▸ Aim: Lay out everything in the items below, from the line containing "Reviewer note: verify that every instance of the forehead" down to the line containing "column 196, row 167", as a numbered list with blank lines dropped and no other lines included.

-- begin Records to process --

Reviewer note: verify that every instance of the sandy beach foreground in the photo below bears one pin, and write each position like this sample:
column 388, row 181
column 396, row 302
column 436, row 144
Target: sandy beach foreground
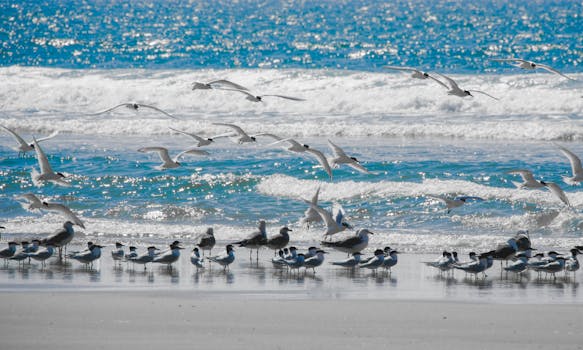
column 106, row 320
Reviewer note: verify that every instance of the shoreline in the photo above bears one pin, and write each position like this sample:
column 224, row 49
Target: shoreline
column 111, row 319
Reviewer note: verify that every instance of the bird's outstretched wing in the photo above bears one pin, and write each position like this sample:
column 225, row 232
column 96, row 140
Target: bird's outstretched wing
column 159, row 110
column 483, row 93
column 111, row 109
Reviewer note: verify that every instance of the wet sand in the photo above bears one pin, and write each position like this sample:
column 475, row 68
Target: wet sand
column 256, row 306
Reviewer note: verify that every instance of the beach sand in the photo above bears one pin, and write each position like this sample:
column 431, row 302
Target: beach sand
column 106, row 320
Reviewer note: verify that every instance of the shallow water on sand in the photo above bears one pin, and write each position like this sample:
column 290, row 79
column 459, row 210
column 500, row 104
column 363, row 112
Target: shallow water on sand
column 410, row 279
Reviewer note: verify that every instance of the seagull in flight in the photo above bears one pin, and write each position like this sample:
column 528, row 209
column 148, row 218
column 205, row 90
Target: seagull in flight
column 259, row 98
column 417, row 74
column 334, row 220
column 135, row 107
column 340, row 157
column 170, row 163
column 216, row 84
column 455, row 90
column 241, row 135
column 456, row 202
column 200, row 141
column 524, row 64
column 24, row 146
column 576, row 167
column 557, row 192
column 528, row 179
column 46, row 172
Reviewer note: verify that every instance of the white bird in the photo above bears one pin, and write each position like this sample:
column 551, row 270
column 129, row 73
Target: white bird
column 259, row 98
column 118, row 254
column 375, row 262
column 255, row 240
column 196, row 260
column 456, row 202
column 350, row 262
column 321, row 159
column 576, row 168
column 88, row 257
column 352, row 244
column 170, row 163
column 241, row 135
column 169, row 257
column 216, row 84
column 311, row 215
column 135, row 107
column 455, row 90
column 200, row 141
column 33, row 202
column 334, row 220
column 528, row 180
column 24, row 146
column 46, row 172
column 417, row 74
column 524, row 64
column 557, row 192
column 226, row 259
column 65, row 211
column 340, row 157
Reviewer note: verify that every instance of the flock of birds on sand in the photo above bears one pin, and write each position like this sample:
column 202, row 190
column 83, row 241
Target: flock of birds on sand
column 517, row 248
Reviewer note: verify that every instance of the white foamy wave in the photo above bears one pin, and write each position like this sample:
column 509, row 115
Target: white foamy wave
column 279, row 185
column 536, row 106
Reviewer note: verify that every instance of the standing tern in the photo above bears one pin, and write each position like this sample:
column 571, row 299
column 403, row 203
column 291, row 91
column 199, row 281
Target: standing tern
column 24, row 146
column 226, row 259
column 352, row 244
column 524, row 64
column 170, row 163
column 135, row 107
column 417, row 74
column 206, row 241
column 340, row 157
column 46, row 172
column 200, row 141
column 259, row 98
column 255, row 240
column 118, row 254
column 376, row 261
column 170, row 256
column 279, row 240
column 455, row 90
column 216, row 84
column 557, row 192
column 528, row 180
column 315, row 261
column 576, row 167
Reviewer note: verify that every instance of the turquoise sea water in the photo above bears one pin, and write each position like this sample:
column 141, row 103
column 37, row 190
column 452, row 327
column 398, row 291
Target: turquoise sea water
column 60, row 62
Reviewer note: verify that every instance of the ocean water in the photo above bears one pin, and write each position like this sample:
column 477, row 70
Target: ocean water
column 59, row 63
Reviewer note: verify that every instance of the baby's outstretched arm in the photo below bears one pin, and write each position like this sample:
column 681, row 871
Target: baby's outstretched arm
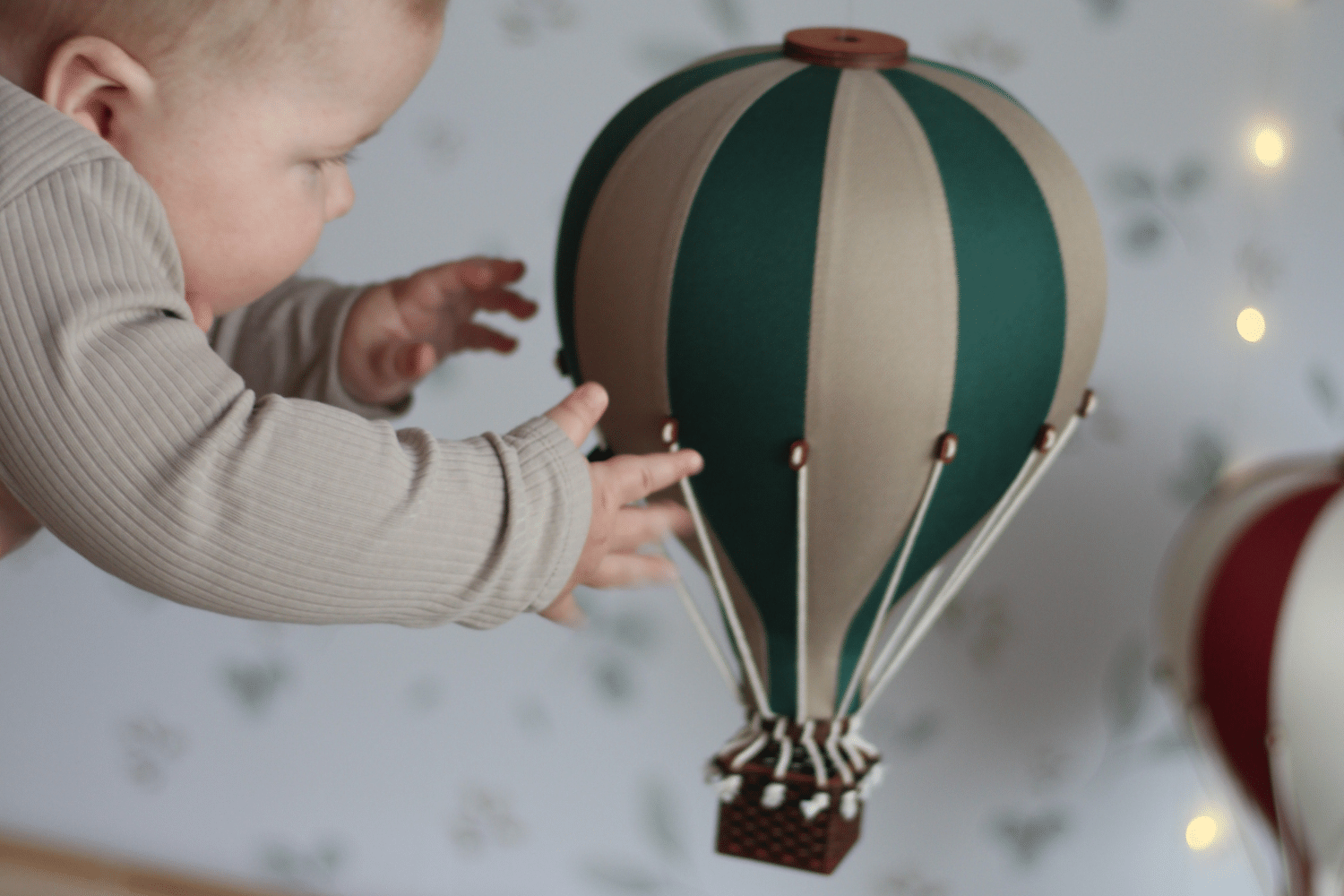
column 16, row 524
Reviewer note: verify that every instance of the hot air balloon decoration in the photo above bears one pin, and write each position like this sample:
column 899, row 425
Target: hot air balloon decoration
column 1253, row 613
column 868, row 289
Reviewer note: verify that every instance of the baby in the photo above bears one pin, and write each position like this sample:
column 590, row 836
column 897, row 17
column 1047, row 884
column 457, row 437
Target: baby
column 187, row 416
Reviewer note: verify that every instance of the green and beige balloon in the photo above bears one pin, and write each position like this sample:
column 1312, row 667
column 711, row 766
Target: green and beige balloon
column 849, row 252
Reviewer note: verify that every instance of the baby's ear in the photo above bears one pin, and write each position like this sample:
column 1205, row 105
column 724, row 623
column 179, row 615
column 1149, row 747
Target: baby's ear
column 94, row 81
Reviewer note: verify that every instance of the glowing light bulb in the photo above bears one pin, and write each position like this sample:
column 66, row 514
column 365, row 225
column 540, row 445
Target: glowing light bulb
column 1269, row 147
column 1201, row 831
column 1250, row 324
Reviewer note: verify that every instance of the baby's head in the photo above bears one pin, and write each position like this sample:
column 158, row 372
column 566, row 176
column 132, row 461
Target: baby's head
column 239, row 113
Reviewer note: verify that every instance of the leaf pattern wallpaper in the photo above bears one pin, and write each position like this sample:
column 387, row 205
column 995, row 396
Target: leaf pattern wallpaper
column 1031, row 745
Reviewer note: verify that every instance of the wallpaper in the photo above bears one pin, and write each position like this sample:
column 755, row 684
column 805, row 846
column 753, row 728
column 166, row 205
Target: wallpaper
column 1030, row 745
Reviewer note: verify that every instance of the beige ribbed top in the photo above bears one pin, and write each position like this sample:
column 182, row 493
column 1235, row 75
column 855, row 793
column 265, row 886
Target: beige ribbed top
column 234, row 473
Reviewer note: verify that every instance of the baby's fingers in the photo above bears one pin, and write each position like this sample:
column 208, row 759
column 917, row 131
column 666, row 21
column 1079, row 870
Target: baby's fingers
column 478, row 338
column 631, row 570
column 645, row 525
column 634, row 477
column 564, row 610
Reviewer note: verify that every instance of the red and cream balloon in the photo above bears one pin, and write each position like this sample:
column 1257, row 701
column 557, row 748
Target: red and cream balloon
column 1253, row 629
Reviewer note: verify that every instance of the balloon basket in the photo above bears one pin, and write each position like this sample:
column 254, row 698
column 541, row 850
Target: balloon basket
column 779, row 812
column 784, row 836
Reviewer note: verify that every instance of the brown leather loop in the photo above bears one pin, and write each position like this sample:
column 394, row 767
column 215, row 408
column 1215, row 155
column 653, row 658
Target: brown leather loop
column 846, row 48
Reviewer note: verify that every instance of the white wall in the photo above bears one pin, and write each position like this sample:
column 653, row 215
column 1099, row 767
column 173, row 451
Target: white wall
column 1030, row 750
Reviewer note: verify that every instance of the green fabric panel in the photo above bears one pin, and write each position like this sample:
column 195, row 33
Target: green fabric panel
column 597, row 164
column 738, row 343
column 1011, row 325
column 969, row 75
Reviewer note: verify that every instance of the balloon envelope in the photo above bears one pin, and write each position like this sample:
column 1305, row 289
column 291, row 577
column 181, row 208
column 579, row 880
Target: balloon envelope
column 1253, row 607
column 768, row 252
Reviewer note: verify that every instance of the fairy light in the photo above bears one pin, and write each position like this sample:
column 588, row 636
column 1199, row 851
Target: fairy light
column 1269, row 147
column 1250, row 325
column 1201, row 831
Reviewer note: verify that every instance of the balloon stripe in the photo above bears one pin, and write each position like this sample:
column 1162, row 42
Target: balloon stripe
column 881, row 360
column 1081, row 246
column 746, row 268
column 1306, row 678
column 1012, row 309
column 919, row 62
column 1236, row 634
column 1203, row 541
column 625, row 273
column 599, row 161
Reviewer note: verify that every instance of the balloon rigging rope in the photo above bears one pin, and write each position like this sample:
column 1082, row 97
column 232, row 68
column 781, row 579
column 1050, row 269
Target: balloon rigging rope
column 720, row 590
column 803, row 594
column 1038, row 462
column 908, row 618
column 881, row 616
column 703, row 630
column 916, row 611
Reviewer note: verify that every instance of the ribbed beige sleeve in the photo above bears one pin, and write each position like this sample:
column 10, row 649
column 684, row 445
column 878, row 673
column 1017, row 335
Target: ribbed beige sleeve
column 288, row 343
column 137, row 446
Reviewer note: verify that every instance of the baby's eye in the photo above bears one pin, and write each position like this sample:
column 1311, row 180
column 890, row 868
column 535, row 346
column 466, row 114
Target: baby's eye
column 344, row 159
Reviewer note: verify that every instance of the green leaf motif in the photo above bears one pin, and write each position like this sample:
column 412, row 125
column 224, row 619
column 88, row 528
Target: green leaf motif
column 1191, row 177
column 910, row 883
column 1131, row 182
column 1029, row 836
column 1322, row 387
column 1105, row 10
column 664, row 56
column 1126, row 685
column 728, row 16
column 255, row 684
column 312, row 866
column 1206, row 455
column 1144, row 236
column 660, row 820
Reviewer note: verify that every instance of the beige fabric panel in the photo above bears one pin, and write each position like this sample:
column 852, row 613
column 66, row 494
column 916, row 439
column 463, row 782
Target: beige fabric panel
column 1081, row 244
column 628, row 255
column 881, row 359
column 731, row 54
column 1306, row 689
column 1203, row 541
column 624, row 274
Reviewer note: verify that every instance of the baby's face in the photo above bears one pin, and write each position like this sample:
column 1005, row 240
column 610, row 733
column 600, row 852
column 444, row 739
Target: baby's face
column 250, row 169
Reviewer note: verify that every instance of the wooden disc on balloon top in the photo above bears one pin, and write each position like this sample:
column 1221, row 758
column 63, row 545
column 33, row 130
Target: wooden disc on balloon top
column 846, row 48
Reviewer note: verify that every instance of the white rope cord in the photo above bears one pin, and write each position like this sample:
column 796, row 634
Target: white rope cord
column 746, row 734
column 908, row 618
column 702, row 629
column 785, row 750
column 745, row 756
column 819, row 766
column 725, row 598
column 980, row 547
column 833, row 751
column 857, row 758
column 881, row 616
column 803, row 595
column 917, row 610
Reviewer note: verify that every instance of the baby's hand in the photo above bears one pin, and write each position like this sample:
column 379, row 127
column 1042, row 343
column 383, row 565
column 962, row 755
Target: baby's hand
column 398, row 332
column 609, row 556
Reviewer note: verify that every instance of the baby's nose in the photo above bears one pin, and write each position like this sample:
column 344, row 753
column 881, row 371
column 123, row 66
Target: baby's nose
column 340, row 196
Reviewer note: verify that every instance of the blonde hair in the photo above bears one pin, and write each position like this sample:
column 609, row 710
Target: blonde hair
column 214, row 31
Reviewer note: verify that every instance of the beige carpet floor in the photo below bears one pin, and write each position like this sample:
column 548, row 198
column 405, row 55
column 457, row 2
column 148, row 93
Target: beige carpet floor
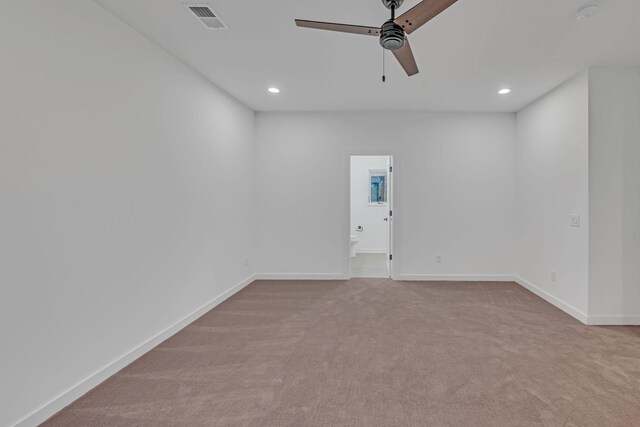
column 372, row 352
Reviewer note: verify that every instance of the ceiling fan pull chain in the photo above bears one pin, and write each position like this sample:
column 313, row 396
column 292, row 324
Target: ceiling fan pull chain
column 384, row 77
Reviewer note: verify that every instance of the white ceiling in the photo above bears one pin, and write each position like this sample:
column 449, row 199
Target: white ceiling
column 465, row 55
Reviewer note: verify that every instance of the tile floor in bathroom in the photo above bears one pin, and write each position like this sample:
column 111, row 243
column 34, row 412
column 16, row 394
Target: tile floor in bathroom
column 369, row 265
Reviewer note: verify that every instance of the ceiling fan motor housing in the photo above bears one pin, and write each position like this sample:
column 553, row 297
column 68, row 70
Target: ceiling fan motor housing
column 391, row 35
column 389, row 3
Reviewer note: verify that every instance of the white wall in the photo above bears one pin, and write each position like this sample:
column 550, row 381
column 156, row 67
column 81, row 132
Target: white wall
column 553, row 177
column 375, row 234
column 454, row 177
column 126, row 183
column 614, row 144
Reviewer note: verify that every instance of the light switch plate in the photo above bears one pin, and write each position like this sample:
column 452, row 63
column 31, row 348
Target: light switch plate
column 575, row 220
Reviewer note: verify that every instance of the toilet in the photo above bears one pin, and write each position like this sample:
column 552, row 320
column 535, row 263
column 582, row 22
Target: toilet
column 354, row 242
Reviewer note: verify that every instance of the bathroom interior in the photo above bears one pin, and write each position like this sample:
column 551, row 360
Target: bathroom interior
column 370, row 220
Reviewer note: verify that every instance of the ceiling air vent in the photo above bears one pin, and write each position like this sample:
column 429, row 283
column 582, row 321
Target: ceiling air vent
column 207, row 16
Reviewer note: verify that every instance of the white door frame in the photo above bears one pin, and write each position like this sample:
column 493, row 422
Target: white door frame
column 394, row 199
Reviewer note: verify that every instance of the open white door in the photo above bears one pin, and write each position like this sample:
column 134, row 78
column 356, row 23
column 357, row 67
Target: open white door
column 390, row 221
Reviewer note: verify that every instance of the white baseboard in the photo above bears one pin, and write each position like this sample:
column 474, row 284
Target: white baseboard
column 572, row 311
column 455, row 278
column 301, row 276
column 601, row 320
column 66, row 398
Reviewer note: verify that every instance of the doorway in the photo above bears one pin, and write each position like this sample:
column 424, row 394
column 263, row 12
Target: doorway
column 371, row 216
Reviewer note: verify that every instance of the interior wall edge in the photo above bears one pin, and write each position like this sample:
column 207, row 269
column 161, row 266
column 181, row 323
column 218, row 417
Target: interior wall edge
column 456, row 278
column 570, row 310
column 72, row 394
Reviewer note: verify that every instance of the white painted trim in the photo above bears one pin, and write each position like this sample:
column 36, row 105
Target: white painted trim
column 456, row 278
column 553, row 300
column 302, row 276
column 66, row 398
column 614, row 320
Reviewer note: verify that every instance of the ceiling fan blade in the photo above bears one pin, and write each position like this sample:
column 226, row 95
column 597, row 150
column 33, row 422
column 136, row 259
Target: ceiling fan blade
column 343, row 28
column 422, row 13
column 404, row 55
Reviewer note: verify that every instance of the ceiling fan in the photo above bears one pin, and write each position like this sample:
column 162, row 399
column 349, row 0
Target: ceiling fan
column 393, row 33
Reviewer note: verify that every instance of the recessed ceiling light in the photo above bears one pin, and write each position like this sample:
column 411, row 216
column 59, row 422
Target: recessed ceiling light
column 586, row 12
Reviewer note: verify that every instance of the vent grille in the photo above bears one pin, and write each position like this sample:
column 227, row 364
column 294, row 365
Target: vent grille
column 202, row 11
column 207, row 16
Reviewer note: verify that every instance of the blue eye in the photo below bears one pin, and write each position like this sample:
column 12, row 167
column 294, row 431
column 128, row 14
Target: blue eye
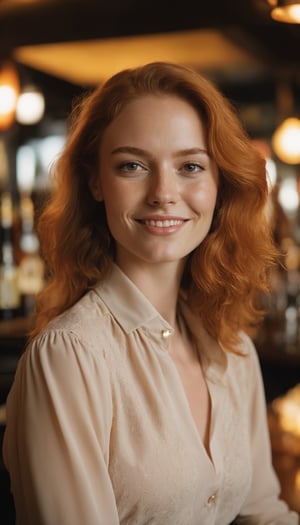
column 129, row 166
column 192, row 167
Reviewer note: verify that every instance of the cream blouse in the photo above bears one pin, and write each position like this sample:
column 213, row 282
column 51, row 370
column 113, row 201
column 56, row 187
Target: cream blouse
column 99, row 430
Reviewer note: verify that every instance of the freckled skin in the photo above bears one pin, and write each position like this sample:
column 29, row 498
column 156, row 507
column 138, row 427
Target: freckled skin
column 154, row 166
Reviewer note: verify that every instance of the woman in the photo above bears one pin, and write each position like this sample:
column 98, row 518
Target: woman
column 139, row 399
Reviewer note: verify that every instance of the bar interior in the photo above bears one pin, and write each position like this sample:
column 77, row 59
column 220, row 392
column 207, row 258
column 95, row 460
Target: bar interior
column 51, row 52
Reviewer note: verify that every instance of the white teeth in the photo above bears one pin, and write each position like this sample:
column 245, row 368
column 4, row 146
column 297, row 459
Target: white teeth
column 163, row 224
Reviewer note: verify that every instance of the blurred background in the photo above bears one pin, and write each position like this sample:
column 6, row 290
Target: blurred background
column 51, row 51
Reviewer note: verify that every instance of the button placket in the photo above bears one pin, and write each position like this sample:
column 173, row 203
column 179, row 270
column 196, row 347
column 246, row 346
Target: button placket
column 211, row 500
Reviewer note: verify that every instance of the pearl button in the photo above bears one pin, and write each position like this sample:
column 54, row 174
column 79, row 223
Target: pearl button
column 212, row 498
column 166, row 333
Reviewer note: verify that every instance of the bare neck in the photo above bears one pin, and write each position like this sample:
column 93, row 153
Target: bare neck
column 160, row 284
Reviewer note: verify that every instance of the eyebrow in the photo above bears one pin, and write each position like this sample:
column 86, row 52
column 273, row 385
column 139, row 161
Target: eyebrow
column 139, row 151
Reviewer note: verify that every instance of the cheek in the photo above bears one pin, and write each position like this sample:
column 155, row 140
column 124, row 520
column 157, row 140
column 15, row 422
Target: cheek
column 204, row 198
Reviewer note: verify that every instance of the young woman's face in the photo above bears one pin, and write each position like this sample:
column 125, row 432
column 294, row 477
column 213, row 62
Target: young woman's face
column 158, row 184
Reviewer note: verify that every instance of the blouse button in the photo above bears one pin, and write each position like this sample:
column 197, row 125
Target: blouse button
column 212, row 498
column 166, row 333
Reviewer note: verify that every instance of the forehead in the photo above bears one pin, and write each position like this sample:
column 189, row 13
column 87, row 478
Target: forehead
column 155, row 113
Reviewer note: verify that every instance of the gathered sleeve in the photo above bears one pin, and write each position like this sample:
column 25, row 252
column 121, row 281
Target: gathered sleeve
column 56, row 443
column 262, row 506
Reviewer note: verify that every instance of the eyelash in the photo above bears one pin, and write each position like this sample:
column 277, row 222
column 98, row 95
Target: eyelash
column 134, row 166
column 129, row 166
column 196, row 167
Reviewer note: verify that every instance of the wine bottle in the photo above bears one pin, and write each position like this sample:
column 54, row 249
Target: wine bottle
column 9, row 291
column 31, row 266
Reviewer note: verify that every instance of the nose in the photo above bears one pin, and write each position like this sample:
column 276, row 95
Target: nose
column 163, row 188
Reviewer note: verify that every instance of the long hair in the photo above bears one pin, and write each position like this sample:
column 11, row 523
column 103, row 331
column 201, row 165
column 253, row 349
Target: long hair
column 227, row 271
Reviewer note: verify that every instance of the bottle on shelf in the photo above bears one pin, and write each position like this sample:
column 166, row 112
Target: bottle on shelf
column 31, row 266
column 10, row 300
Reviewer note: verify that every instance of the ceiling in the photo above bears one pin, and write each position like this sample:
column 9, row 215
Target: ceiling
column 82, row 42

-- end Records to process --

▸ Result below:
1. Reviewer note: verify that every instance of the forehead in the photo above bears one pin, and write each position like this sample:
2. column 189, row 13
3. column 87, row 478
4. Target: forehead
5. column 155, row 113
6. Reviewer note: verify that every instance of the gathered sleeve in the photo above bears one pin, and write each position like this sample:
7. column 25, row 252
8. column 121, row 281
9. Target: gathered sleeve
10. column 56, row 443
11. column 262, row 506
12. Reviewer note: verify that every instance of the eyelash in the photo above bears one pin, and write each position like this sample:
13. column 277, row 222
14. column 98, row 95
15. Target: eyelash
16. column 134, row 166
17. column 129, row 166
18. column 196, row 167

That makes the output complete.